Хор «Древняя Русь» – единственный в Краснодарском крае, который занимается древнерусским церковным пением – существует уже 15 лет и базируется в станице Новодонецкая. За эти годы благодаря хору старинными распевами прониклись не только прихожане тамошнего Свято-Троицкого храма. Появление этого коллектива – ещё одно подтверждение, что порой и для начала большого дела оказывается достаточно одного энтузиаста. Хор «Древняя Русь» был создан уроженкой Краснодара и выпускницей Санкт-Петербургской консерватории Юлией Назаренко. Главное дело для хора – пение на клиросе в родном храме. Тем не менее участники коллектива выезжают и в другие города нашей страны – так, в нынешнем году хор в рамках II Всероссийского фестиваля православных певческих традиций «Истоки» выступал в Санкт-Петербурге и в Тихвине. Именно в городе на Неве Юлия когда-то и увлеклась древнерусским пением. А мы разговариваем с ней по пути из Тихвина в Петербург.
Рождение хора
– Как вы узнали про древнее пение?
– В 16 лет я воцерковилась в Краснодаре, будучи студенткой музыкального колледжа, – училась я тогда на историко-теоретическом отделении. Сама я из семьи музыкантов – когда-то мой папа закончил дирижёрско-хоровое отделение Санкт-Петербургской консерватории. А древнее пение мне пришлось по сердцу благодаря моему воцерковлению. Правда, в краснодарских храмах пели обычный партес. Но я захотела поступить в регентское училище в Троице-Сергиевой лавре или в Санкт-Петербурге. Когда мои родители об этом узнали, они были категорически против – считали, что мне нужно получить классическое консерваторское образование. И тут я узнаю, что в консерватории есть кафедра «Древнерусское певческое искусство»! Я ухватилась за эту возможность. И, учась там, прониклась древним пением. Мне было очень интересно учиться, заниматься рукописями, петь в вокальных ансамблях. Это отделение уникально тем, что Альбине Никандровне Кручининой, нашей замечательной учительнице, основательнице этого отделения, ревнительнице церковного пения, удалось соединить очень мощную теоретическую базу и вокальную практику. У нас были все обычные для консерватории дисциплины – плюс ещё некоторые предметы, которые больше нигде не изучаются: певческие книги, история и теория древнерусской музыки, строчное многоголосие, разные певческие стили. То есть на этом отделении мне открылся целый мир. Говорят, консерватория повторяет музыкальное училище. Но только не кафедра «Древнерусское певческое искусство» – ни в каких музыкальных училищах этому не учат.

Фрагменты данных с указанием точек:
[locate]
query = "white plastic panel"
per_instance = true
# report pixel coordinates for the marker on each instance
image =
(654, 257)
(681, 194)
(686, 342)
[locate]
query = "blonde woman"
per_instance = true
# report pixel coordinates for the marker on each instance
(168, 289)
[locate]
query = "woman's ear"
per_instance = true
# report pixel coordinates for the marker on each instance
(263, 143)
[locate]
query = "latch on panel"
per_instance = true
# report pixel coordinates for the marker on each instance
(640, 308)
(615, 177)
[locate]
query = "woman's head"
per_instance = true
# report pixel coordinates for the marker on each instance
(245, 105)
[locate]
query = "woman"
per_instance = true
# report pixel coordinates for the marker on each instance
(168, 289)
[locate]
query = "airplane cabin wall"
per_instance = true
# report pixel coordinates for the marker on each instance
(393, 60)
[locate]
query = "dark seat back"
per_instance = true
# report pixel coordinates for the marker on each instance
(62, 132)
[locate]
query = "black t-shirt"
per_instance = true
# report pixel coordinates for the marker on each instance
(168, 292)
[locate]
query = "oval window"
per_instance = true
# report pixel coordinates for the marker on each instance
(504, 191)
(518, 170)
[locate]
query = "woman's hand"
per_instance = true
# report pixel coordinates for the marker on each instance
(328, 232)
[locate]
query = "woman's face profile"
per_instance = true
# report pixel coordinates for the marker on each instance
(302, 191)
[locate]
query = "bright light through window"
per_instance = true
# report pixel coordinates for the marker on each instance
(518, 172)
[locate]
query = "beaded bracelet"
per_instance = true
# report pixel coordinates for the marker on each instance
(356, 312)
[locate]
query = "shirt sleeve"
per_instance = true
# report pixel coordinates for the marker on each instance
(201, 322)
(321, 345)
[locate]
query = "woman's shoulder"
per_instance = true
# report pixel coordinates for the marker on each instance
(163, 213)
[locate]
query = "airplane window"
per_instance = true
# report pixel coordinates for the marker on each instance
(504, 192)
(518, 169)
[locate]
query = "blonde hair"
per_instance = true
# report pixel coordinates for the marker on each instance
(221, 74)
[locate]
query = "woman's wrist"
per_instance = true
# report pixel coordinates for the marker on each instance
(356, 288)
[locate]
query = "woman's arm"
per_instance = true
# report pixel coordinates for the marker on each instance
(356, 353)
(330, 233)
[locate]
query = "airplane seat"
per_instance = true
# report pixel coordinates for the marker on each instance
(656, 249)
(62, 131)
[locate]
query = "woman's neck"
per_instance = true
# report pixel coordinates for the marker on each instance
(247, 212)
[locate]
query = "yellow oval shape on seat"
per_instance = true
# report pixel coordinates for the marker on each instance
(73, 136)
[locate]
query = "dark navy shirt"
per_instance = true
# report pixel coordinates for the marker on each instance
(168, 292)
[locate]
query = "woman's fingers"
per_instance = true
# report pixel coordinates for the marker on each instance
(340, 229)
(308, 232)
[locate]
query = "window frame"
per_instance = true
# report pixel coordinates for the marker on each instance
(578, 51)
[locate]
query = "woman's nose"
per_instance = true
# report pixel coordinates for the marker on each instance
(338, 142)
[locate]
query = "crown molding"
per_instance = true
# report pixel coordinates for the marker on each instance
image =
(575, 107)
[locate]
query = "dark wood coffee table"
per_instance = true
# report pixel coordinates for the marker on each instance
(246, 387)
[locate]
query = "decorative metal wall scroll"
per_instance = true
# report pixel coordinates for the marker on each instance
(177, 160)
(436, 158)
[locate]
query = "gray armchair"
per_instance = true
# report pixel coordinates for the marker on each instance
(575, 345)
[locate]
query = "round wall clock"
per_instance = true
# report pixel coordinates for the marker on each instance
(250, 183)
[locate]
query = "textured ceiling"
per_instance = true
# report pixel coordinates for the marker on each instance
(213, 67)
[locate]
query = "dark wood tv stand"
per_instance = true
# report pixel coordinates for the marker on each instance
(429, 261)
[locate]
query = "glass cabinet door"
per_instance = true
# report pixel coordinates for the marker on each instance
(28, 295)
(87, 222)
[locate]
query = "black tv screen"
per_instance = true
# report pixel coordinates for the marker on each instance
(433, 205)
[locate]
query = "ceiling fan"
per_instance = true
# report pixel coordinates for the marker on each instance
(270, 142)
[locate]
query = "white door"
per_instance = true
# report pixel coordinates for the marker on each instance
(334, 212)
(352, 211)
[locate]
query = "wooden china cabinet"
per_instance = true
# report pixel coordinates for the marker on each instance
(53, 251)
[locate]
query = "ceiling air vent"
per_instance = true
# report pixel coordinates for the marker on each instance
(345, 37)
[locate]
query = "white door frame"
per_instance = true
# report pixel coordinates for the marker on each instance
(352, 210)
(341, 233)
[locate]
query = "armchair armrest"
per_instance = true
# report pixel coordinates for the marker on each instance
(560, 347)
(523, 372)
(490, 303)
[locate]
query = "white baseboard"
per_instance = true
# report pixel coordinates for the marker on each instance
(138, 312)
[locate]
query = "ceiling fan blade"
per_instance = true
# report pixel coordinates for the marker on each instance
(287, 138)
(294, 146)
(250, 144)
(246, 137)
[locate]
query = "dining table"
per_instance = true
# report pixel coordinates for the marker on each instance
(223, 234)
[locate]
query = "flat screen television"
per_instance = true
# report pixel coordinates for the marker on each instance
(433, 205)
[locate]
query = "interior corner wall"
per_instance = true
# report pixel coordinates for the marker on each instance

Инструкция к заданию:
Определите, соответствуют ли статье о хоре «Древняя Русь» утверждения (a), (b) и (c). Для каждого ответьте «да» или «нет» и приведите точную цитату из статьи, на которой основан ответ.
(a) Хор базируется в станице Новодонецкая.
(b) Родители поддержали желание Юлии Назаренко поступить в регентское училище.
(c) Отец Юлии Назаренко окончил дирижёрско-хоровое отделение Московской консерватории.
Строки — отдельный материал, не связанный со статьей.

Ответ на задание:
(a) Да: «базируется в станице Новодонецкая».
(b) Нет: «они были категорически против».
(c) Нет: «когда-то мой папа закончил дирижёрско-хоровое отделение Санкт-Петербургской консерватории».